• _Source text_
A JavaFX feature called binding addresses this use case. Because JavaFX properties are observable, they can participate in binding expressions. Binding means that you specify a JavaFX property as dependent on another JavaFX property’s value. Binding expressions can be simple, or they can involve many properties in a cascade of property updates initiated perhaps by just one property changing its value (a program’s butterfly effect). Binding is a powerful feature in JavaFX that lets you succinctly express dependencies among object properties in applications without defining or registering listeners. Let’s look at some examples.

Unidirectional Binding

To bind one JavaFX property to another, use method bind() with a JavaFX property.

            circle1.radiusProperty().bind(circle2.radiusProperty());

This binding expression states that circle1’s radius property will always have the same value as circle2’s radius property. We say that circle1’s radius property is dependent on circle2’s radius property. This binding is one way; only circle1’s radius property updates when circle2’s radius property changes and not vice versa.

• _Written problem 1_
Display every line of the records that contains the string "window", counting a match only when the case is the same.
• _Written problem 2_
Can you continue the JavaFX binding passage from its last sentence?
The JavaFX binding passage and the records have no connection to each other.

• _Rows_
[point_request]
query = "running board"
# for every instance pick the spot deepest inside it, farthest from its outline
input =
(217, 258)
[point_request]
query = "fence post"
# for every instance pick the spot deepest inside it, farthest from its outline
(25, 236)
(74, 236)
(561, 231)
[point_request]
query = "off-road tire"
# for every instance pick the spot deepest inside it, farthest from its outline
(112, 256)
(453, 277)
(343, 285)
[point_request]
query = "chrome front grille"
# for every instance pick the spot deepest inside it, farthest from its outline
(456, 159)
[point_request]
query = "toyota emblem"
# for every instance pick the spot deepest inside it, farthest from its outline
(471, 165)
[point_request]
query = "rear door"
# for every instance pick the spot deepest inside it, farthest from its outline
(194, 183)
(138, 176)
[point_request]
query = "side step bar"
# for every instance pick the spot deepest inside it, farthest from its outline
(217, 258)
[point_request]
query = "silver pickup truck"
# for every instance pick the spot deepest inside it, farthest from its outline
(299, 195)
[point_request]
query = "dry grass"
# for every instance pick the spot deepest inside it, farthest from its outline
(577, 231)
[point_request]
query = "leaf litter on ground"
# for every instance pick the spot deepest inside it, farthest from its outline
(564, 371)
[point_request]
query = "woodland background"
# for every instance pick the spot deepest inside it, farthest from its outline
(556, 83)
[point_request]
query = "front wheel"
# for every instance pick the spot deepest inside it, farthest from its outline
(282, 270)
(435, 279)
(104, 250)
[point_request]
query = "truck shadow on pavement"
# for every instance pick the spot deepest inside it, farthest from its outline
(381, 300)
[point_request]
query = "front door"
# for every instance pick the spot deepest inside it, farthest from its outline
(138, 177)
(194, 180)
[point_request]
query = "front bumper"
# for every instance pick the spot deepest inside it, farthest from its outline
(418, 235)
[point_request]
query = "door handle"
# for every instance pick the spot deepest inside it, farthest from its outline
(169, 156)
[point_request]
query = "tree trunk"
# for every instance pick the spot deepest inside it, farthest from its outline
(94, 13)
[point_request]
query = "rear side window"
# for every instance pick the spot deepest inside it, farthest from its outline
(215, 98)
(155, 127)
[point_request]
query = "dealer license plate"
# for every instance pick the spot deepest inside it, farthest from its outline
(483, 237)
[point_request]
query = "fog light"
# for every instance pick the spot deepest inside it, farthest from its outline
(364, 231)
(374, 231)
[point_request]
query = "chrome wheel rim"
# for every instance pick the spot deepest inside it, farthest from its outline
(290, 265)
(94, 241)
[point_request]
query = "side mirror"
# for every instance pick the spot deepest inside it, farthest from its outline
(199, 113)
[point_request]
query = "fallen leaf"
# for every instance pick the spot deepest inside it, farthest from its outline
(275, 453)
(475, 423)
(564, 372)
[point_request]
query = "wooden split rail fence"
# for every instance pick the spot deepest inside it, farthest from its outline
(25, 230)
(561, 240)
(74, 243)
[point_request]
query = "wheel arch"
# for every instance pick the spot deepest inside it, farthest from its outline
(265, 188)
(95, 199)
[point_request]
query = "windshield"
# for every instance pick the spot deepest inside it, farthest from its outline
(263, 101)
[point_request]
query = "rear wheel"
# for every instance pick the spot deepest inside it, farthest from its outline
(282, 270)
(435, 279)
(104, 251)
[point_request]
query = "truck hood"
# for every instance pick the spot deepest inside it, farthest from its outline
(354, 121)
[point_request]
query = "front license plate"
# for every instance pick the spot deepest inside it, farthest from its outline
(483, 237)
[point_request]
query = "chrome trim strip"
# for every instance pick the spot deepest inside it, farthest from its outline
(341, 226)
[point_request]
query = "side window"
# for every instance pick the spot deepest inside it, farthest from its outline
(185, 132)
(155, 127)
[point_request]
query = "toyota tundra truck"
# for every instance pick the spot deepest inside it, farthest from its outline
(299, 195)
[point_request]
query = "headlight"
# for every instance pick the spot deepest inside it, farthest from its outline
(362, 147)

• _Response 1_
query = "rear side window"
query = "side window"

• _Response 2_
Binding expressions include an implicit assignment. That is, when we bind the circle1 radius property to circle2’s radius property, the update to circle1’s radius property occurs when the bind() method is invoked.

When you bind a property, you cannot change that property’s value with a setter.

            circle1.setRadius(someValue);         // can’t do this

There are some restrictions with binding. Attempting to define a circular binding results in a stack overflow. Attempting to set a bound property results in a runtime exception.

            java.lang.RuntimeException: A bound value cannot be set.

Let’s show you an example program with binding now. Listing 3.12 defines two Circle objects, circle1 and circle2. This time, instead of an InvalidationListener or ChangeListener that tracks changes to circle2 and then updates circle1, we bind circle1’s radius property to circle2’s radius property.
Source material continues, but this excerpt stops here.